**Exercise description:** A faithful, word-for-word transcription of all the data is what is needed.
Top of Information provided
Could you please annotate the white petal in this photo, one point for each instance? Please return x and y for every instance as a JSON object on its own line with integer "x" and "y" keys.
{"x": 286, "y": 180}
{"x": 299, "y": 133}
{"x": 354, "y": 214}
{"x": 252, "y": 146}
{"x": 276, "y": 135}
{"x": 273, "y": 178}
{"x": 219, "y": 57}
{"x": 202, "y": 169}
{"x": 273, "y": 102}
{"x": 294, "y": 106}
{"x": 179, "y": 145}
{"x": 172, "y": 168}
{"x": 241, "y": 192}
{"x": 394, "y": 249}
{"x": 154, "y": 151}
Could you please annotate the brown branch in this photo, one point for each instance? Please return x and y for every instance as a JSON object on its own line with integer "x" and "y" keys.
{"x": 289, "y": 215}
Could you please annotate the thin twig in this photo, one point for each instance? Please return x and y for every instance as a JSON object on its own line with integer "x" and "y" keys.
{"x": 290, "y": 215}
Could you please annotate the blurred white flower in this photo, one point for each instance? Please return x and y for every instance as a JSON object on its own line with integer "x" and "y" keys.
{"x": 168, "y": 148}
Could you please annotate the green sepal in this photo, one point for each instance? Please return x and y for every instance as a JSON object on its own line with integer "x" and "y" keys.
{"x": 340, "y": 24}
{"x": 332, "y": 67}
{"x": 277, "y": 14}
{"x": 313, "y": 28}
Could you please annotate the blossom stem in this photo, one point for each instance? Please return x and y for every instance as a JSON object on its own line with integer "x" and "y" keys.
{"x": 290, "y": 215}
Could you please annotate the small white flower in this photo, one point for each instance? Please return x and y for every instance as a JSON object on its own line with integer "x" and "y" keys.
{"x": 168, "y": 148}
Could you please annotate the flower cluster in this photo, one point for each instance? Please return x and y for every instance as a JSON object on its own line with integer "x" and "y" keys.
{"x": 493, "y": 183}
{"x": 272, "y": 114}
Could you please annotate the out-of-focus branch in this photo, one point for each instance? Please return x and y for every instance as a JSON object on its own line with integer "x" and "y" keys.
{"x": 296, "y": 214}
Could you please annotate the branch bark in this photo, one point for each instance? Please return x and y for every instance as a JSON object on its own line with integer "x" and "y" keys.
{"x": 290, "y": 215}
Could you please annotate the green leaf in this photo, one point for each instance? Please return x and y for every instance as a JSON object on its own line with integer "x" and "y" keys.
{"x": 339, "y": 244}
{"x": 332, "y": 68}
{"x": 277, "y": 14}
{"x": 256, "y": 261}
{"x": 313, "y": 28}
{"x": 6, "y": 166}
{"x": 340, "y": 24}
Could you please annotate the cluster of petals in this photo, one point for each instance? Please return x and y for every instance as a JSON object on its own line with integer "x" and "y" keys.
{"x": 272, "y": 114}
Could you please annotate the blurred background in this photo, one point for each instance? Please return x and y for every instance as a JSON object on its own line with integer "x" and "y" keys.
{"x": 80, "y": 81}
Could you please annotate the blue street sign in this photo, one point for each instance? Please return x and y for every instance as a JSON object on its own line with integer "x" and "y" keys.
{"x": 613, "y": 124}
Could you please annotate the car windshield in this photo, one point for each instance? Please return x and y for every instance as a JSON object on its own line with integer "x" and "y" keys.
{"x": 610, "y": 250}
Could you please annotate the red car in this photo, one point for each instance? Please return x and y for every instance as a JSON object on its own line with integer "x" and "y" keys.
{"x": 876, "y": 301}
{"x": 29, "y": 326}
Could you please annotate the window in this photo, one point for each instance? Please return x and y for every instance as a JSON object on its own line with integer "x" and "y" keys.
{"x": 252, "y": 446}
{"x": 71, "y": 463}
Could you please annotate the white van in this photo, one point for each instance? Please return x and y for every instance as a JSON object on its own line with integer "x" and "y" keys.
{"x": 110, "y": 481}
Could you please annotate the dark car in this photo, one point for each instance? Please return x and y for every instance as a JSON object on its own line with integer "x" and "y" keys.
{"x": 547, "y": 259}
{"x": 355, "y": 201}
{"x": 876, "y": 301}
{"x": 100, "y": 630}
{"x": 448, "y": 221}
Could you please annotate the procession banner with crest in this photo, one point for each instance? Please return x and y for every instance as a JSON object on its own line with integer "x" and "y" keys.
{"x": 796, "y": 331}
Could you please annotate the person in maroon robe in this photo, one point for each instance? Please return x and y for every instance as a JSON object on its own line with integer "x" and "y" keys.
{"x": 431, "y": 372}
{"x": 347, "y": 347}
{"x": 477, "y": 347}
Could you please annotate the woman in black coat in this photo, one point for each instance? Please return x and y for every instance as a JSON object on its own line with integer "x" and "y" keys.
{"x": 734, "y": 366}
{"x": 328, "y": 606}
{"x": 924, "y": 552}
Bottom of Information provided
**Exercise response:**
Could you please annotate the white petal in this photo, one point for each instance? Please return x and y for every instance as a JSON object on its own line with integer "x" and "y" keys.
{"x": 286, "y": 180}
{"x": 299, "y": 133}
{"x": 354, "y": 214}
{"x": 252, "y": 146}
{"x": 276, "y": 135}
{"x": 273, "y": 178}
{"x": 219, "y": 57}
{"x": 202, "y": 169}
{"x": 273, "y": 102}
{"x": 294, "y": 106}
{"x": 179, "y": 145}
{"x": 172, "y": 168}
{"x": 241, "y": 192}
{"x": 394, "y": 249}
{"x": 154, "y": 151}
Could you please annotate the brown branch in this photo, one point for each instance? Please return x and y for every instance as a JSON object on its own line with integer "x" and "y" keys.
{"x": 289, "y": 215}
Could you please annotate the thin twig in this photo, one point for each instance? Please return x and y for every instance as a JSON object on its own line with integer "x" and "y" keys.
{"x": 290, "y": 215}
Could you please annotate the blurred white flower in this photo, one point for each instance? Please return x and y for every instance as a JSON object on its own line with integer "x" and "y" keys.
{"x": 168, "y": 148}
Could you please annotate the green sepal in this photo, one point for each instance? Please return x and y for every instance as a JSON object on its own line with integer "x" and "y" keys.
{"x": 340, "y": 24}
{"x": 332, "y": 67}
{"x": 277, "y": 14}
{"x": 313, "y": 28}
Could you please annotate the blossom stem in this photo, one point for each instance? Please return x and y for every instance as a JSON object on its own line with integer "x" and "y" keys.
{"x": 290, "y": 215}
Could you please annotate the small white flower in this photo, one point for each instance? Please return x and y for every instance as a JSON object on its own line with integer "x" and "y" keys.
{"x": 168, "y": 148}
Could you please annotate the flower cluster in this photo, one point for each instance? Please return x and y for every instance as a JSON object on its own line with integer "x" and "y" keys.
{"x": 493, "y": 183}
{"x": 272, "y": 114}
Could you please annotate the out-of-focus branch in this photo, one point for each instance? Please return x and y for every instance as a JSON object on its own line with integer "x" and "y" keys.
{"x": 296, "y": 214}
Could you please annotate the branch bark in this photo, one point for each instance? Please return x and y for every instance as a JSON object on its own line with integer "x" and "y" keys.
{"x": 290, "y": 215}
Could you please annotate the green leaf in this photo, one point for each instance? Please return x and y for every instance as a JSON object on its own line with integer "x" and "y" keys.
{"x": 339, "y": 244}
{"x": 332, "y": 68}
{"x": 277, "y": 14}
{"x": 256, "y": 261}
{"x": 313, "y": 28}
{"x": 6, "y": 166}
{"x": 340, "y": 24}
Could you please annotate the cluster of petals in this photo, one point for each instance? Please return x and y for every instance as a JSON object on its own line with integer "x" and "y" keys.
{"x": 272, "y": 114}
Could you please annotate the blurred background in this photo, one point for each instance? Please return x and y for every instance as a JSON object on its own line with integer "x" and "y" keys.
{"x": 80, "y": 81}
Could you please annotate the blue street sign in this photo, one point for each instance? Please return x and y for every instance as a JSON object on its own line with integer "x" and "y" keys.
{"x": 613, "y": 124}
Could you please annotate the car windshield in this photo, one point for each instance? Please return x and y for every instance as a JSON object on its own line with integer "x" and "y" keys.
{"x": 610, "y": 250}
Could you please annotate the red car in this photo, one point for each instance? Please return x and y for every instance as a JSON object on its own line with integer "x" and "y" keys.
{"x": 876, "y": 301}
{"x": 29, "y": 326}
Could you please annotate the window in this photo, one point for each instance? Please return x and y for every instance as a JSON object on its own line with integer "x" and "y" keys.
{"x": 252, "y": 446}
{"x": 71, "y": 463}
Could you please annotate the white van in this photo, one point for each instance? Please return x and y for every instance as a JSON object on its own line with integer "x" and "y" keys.
{"x": 110, "y": 481}
Could you please annotate the dark car in this photo, one point for each instance? Please return x and y for every instance as a JSON object on its own line with integer "x" and "y" keys.
{"x": 547, "y": 259}
{"x": 355, "y": 201}
{"x": 876, "y": 301}
{"x": 100, "y": 630}
{"x": 448, "y": 221}
Could you please annotate the procession banner with crest in this photo, one point for each instance? Please return x and y for every instance as a JSON object on its own line with integer "x" and "y" keys.
{"x": 796, "y": 331}
Could you please annotate the person in maroon robe in this photo, one point for each instance? Please return x and y for every instance as a JSON object on its own line with integer "x" and "y" keys.
{"x": 431, "y": 372}
{"x": 347, "y": 347}
{"x": 477, "y": 347}
Could you please annotate the woman in black coat in this photo, one point for each instance? Please return x and y for every instance as a JSON object on its own line with integer "x" and "y" keys.
{"x": 734, "y": 366}
{"x": 328, "y": 606}
{"x": 924, "y": 552}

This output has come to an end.